▶ Source material
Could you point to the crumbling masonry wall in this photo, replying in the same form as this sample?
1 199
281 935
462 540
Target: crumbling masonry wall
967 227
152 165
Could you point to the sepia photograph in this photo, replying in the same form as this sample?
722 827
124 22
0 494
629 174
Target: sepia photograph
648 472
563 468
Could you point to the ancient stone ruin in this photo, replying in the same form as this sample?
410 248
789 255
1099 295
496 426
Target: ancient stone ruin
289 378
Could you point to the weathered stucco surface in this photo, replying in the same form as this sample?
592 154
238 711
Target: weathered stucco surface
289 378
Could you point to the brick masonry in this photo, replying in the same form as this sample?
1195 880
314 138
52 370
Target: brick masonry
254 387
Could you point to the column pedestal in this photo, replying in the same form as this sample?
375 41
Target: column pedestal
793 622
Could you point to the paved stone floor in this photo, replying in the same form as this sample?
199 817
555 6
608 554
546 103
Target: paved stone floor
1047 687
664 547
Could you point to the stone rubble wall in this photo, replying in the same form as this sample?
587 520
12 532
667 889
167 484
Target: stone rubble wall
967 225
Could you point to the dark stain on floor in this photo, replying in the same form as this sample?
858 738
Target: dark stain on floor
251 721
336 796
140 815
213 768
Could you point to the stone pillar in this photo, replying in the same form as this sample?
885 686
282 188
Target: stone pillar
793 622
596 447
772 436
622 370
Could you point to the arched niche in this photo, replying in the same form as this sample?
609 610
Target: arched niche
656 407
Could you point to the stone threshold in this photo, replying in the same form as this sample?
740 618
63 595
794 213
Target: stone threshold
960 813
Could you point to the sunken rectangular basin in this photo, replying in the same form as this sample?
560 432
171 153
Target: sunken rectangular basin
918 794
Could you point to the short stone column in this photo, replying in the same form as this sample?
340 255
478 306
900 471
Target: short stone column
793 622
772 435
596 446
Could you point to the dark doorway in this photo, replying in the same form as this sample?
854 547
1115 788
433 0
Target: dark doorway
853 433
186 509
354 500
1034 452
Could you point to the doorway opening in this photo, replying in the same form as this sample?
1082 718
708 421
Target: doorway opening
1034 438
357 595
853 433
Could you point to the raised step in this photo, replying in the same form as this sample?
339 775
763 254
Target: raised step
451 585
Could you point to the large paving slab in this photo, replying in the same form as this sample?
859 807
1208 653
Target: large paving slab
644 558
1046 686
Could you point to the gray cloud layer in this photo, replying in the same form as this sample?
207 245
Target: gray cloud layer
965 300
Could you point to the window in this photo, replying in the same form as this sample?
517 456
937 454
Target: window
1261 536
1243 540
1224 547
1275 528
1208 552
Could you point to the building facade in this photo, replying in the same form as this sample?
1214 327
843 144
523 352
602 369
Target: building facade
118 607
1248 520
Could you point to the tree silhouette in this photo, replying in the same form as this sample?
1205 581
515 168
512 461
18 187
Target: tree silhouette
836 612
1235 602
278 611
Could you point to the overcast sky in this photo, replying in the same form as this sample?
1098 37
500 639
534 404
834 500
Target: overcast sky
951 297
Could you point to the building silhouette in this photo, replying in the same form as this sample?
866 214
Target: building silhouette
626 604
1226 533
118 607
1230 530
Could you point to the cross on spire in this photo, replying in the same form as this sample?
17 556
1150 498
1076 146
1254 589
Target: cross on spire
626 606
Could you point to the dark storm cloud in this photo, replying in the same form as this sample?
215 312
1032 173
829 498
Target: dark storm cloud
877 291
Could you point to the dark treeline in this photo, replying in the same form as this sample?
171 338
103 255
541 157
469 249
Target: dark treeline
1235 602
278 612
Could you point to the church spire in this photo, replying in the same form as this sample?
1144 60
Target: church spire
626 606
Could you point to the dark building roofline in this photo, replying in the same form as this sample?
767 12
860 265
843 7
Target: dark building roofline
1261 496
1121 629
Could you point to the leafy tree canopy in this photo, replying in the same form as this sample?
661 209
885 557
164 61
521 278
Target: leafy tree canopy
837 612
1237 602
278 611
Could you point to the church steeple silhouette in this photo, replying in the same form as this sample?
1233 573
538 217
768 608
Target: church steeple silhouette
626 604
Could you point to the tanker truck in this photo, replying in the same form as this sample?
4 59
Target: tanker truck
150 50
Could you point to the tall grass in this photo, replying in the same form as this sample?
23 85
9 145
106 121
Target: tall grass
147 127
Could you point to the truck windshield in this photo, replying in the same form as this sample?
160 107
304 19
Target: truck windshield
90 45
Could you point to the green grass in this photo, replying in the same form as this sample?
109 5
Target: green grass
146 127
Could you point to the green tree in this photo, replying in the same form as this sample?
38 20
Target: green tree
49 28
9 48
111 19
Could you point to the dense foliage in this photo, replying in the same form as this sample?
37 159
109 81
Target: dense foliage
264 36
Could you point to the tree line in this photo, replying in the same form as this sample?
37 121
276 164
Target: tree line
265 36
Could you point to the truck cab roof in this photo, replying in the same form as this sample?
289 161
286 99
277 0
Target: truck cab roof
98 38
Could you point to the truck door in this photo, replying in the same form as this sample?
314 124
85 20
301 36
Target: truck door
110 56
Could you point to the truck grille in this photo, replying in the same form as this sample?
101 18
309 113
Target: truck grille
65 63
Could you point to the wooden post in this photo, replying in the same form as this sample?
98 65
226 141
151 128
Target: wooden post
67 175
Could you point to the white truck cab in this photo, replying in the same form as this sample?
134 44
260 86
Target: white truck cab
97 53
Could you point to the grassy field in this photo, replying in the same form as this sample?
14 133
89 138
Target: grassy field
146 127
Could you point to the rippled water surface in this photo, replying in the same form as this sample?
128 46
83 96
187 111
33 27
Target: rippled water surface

▶ Aim of the task
Please restate the data word for word, every record included.

▶ Reply to the exercise
Could you point to the crumbling masonry wall in this photo, replying in the same form as this sample?
1 199
281 935
462 540
Target: crumbling masonry wall
967 227
152 165
Could you point to the sepia photograph in this photo, replying in the same form as this sample?
722 827
124 22
0 494
629 174
Target: sepia photograph
648 472
563 468
Could you point to the ancient stone ruin in this photo, replying in the same form as this sample?
410 248
789 255
1099 295
496 426
Target: ancient stone ruin
289 378
Could you point to the weathered stucco surface in this photo, replying in the same form as this sample?
592 154
238 711
Target: weathered stucco surface
289 378
Could you point to the brick masonry in this photo, replying in the same form as this sample?
1195 880
314 138
52 370
Target: brick masonry
254 387
Could you point to the column pedestal in this photo, replying in the same form as this sample?
375 41
Target: column pedestal
793 622
Could you point to the paved stone floor in this photo, replying in the same form as this sample?
199 817
555 6
608 554
546 103
Target: paved stone floor
1047 687
664 547
Could you point to the stone rubble wall in this photo, replying in the same form as this sample?
587 520
12 532
667 889
167 484
Target: stone rubble wall
967 225
Could you point to the dark stain on floor in this photo, replying in the same form as this sample?
858 738
Target: dark stain on floor
251 721
336 796
140 815
213 768
Could you point to the stone pillar in this photo, replying in the same form as this sample?
885 686
282 188
Target: stone pillar
793 622
596 447
772 436
622 370
Could you point to the arched niche in this photo, replying in the same form as this sample?
609 610
Target: arched niche
656 407
Could you point to the stone threshold in this photo, replying in the same form as this sample?
740 618
63 595
794 213
Target: stone threshold
960 813
Could you point to the sunken rectangular basin in this photo, replying in the same form as this sample?
560 432
171 153
Target: sunken rectangular basin
918 794
Could you point to the short stone column in this photo, replying in the same form as this sample?
340 255
478 306
900 471
Target: short stone column
793 622
772 435
596 446
Could you point to the dark doorway in this photo, replying in the same form as this sample?
854 547
1115 788
433 0
Target: dark doorway
853 433
186 509
354 500
1034 452
Could you point to the doorway opening in this photo, replying in the same form as this sample?
1082 718
708 421
Target: doorway opening
1034 438
357 595
853 433
Could you point to the raised step in this photo, replying in the same form as this sample?
339 775
763 254
Target: raised step
451 585
Could you point to the large paving slab in this photo, replying in the same form as this sample?
859 807
1208 653
Target: large paving slab
644 558
1046 686
Could you point to the gray cloud layer in this photo, replying in the same form as this sample?
207 245
Target: gray cloud layer
965 300
Could you point to the window in this photo, replying in the same form as this sample?
517 456
937 454
Target: window
1261 536
1243 540
1224 547
1275 528
1208 552
Could you point to the building facade in this photo, replying in the same form as this sample?
1214 327
843 144
523 352
602 369
Target: building facade
118 607
1248 520
Could you point to the tree silhouette in this photo, replying in the same form as this sample?
1205 581
515 168
512 461
18 187
Target: tree silhouette
836 612
1235 602
278 611
Could you point to the overcast sky in this photo, replying in the same form as this sample?
1098 37
500 639
534 404
834 500
Target: overcast sky
951 297
Could you point to the building silhouette in this photo, replying in the same form as this sample?
866 214
Target: building silhouette
626 604
1226 533
118 607
1230 530
Could you point to the cross on spire in this photo, replying in the same form as this sample?
17 556
1150 498
1076 146
1254 589
Target: cross on spire
626 606
Could you point to the dark storm cloud in this photo, replying in the same form as this sample?
215 312
1032 173
829 498
Target: dark storm cloud
877 291
Could you point to the dark treeline in this photo, replying in the same form as this sample?
171 338
103 255
541 157
469 249
Target: dark treeline
1235 602
278 612
Could you point to the church spire in this photo, replying in the same form as this sample?
1144 60
Target: church spire
626 606
Could you point to the dark building roofline in this photo, replying in the same form as this sample?
767 12
860 265
843 7
Target: dark building roofline
1261 496
1121 629
Could you point to the leafy tree canopy in this photo, replying in the same form as this sample?
661 209
885 557
164 61
521 278
Target: leafy tree canopy
837 612
1237 602
278 611
Could you point to the church steeple silhouette in this photo, replying in the same form as this sample?
1233 573
538 217
768 608
Target: church steeple silhouette
626 604
Could you point to the tanker truck in this photo, replying in the same form as this sample?
4 59
Target: tanker truck
150 50
Could you point to the tall grass in this photo, replying in the same form as this sample?
23 85
9 145
106 121
Target: tall grass
147 127
Could you point to the truck windshield in this photo, replying in the same form as this sample?
160 107
304 19
Target: truck windshield
90 45
Could you point to the green grass in this photo, replying in the same form as this sample?
109 5
Target: green grass
146 127
Could you point to the green tree in this photo, replying in the same form as this sample?
38 20
Target: green tree
49 28
9 48
111 19
Could you point to the dense foliage in this photo, replying in the same form as this sample?
37 159
109 81
Target: dense foliage
264 36
Could you point to the tree line in this photo, replying in the same form as this sample?
37 121
276 164
Target: tree line
265 36
Could you point to the truck cab roof in this photo, replying in the same form as this sample?
289 161
286 99
277 0
Target: truck cab roof
98 38
Could you point to the truck door in this photo, replying in the same form as this sample?
314 124
85 20
301 36
Target: truck door
110 56
Could you point to the truck grille in this photo, replying in the same form as this sample?
101 18
309 113
Target: truck grille
65 63
Could you point to the wooden post in this photo, replying in the same form as this sample?
98 65
226 141
151 128
Target: wooden post
67 175
Could you point to the white truck cab in this photo, replying in the same form as this sample?
134 44
260 86
Target: white truck cab
97 53
Could you point to the grassy field in this photo, replying in the same form as this sample?
14 133
89 138
Target: grassy field
146 127
Could you point to the rippled water surface in this photo, replying in the same form as this sample?
128 46
83 96
187 111
33 27
Target: rippled water surface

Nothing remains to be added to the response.